Saved data entries:

————————

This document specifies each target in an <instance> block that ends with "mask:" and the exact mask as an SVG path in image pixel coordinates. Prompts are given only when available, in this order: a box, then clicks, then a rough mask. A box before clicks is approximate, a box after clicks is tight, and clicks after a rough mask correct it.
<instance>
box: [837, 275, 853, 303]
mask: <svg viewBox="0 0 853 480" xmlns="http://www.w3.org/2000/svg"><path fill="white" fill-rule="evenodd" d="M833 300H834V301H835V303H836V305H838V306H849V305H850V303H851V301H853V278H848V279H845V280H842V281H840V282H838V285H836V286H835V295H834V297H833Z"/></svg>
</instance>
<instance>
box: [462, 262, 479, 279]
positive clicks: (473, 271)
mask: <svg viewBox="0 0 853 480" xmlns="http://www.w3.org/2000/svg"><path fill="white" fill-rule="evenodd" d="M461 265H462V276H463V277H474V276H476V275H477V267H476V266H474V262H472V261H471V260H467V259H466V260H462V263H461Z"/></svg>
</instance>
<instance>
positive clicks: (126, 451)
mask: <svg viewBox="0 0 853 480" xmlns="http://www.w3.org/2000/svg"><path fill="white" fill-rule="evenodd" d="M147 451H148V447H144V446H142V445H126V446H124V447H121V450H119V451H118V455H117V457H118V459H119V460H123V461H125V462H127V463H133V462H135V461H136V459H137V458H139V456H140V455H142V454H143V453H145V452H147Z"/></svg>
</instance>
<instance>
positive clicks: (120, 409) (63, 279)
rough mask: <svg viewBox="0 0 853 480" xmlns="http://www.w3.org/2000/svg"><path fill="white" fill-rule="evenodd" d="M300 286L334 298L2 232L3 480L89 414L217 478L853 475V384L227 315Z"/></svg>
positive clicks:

————————

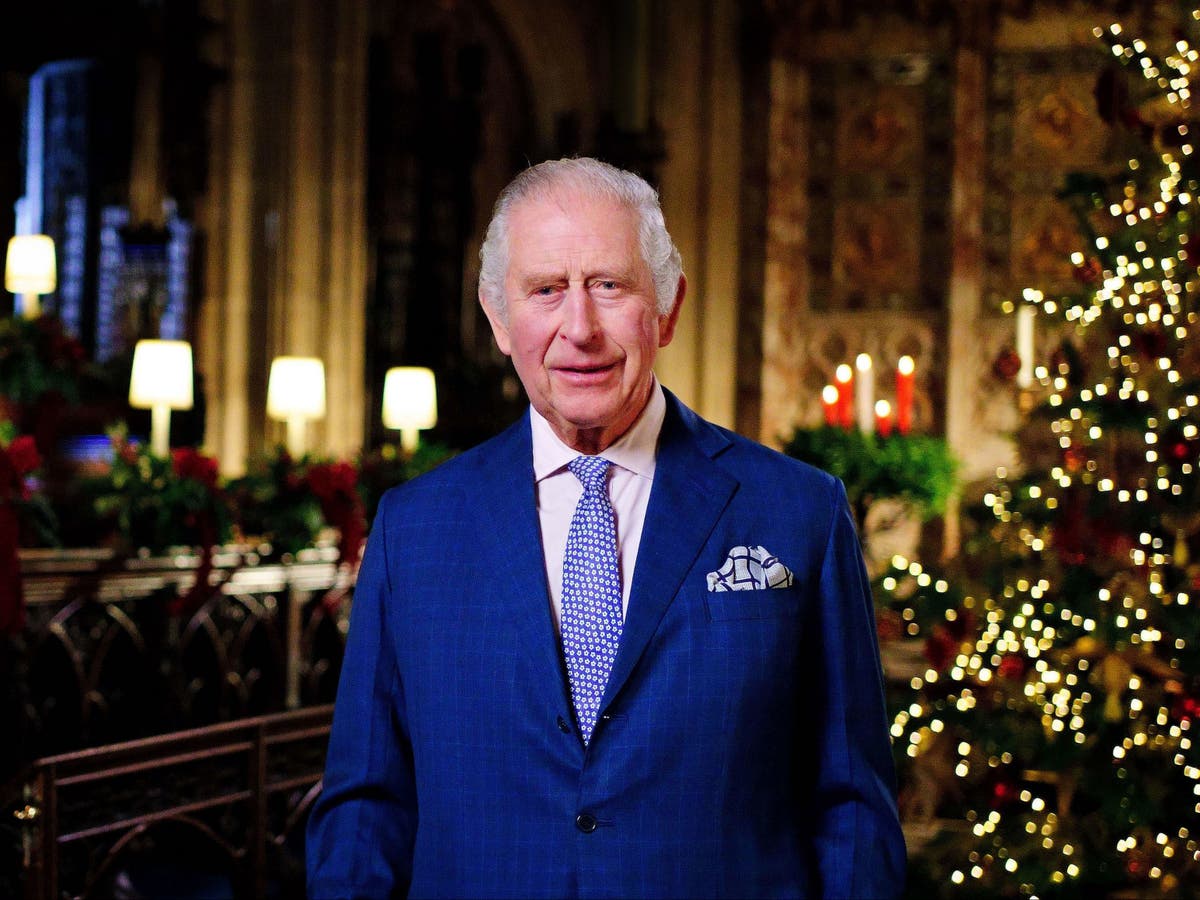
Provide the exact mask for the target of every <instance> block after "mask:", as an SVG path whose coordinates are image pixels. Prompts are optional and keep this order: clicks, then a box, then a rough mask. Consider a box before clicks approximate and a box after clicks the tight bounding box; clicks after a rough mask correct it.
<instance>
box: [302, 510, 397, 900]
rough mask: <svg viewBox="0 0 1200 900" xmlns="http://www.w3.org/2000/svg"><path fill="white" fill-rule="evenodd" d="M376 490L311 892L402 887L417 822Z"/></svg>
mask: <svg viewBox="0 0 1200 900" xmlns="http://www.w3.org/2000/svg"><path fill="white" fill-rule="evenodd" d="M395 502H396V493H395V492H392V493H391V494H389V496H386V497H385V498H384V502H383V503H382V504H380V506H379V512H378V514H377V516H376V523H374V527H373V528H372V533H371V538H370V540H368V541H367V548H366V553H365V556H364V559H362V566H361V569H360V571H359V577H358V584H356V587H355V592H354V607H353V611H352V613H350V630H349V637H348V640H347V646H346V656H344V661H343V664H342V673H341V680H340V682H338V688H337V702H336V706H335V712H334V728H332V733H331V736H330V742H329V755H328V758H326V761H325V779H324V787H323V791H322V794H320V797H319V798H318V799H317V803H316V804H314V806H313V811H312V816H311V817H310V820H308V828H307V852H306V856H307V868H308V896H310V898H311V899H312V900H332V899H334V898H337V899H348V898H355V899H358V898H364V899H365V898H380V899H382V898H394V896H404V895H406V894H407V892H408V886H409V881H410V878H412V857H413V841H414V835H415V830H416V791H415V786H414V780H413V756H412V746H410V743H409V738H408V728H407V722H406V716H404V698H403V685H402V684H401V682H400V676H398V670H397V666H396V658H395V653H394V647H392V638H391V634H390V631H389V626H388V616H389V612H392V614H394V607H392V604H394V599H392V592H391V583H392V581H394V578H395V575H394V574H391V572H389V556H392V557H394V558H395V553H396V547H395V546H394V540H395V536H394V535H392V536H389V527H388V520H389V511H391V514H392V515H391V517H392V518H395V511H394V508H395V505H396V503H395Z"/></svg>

————————

▶ Work to complete: Track down all lines above with the string "tight" and copy them.

▶ Exercise output:
This document specifies each target in an <instance> block that ends with "mask:" and the exact mask as an SVG path in image pixel coordinates. Prompts are given only when available, in this order: a box, then clicks, then a rough mask. A box before clicks is approximate, a box after clicks is tight, and clicks after a rough mask correct it.
Provide the exact mask for the target of every <instance> block after "mask:", as an SVG path whose coordinates are image pixels. Prompts are optional and keep this order: clicks, then a box, then a rough mask. Consider a box before clicks approximate and a box after clicks the tight bounding box; clicks after a rough mask correct it.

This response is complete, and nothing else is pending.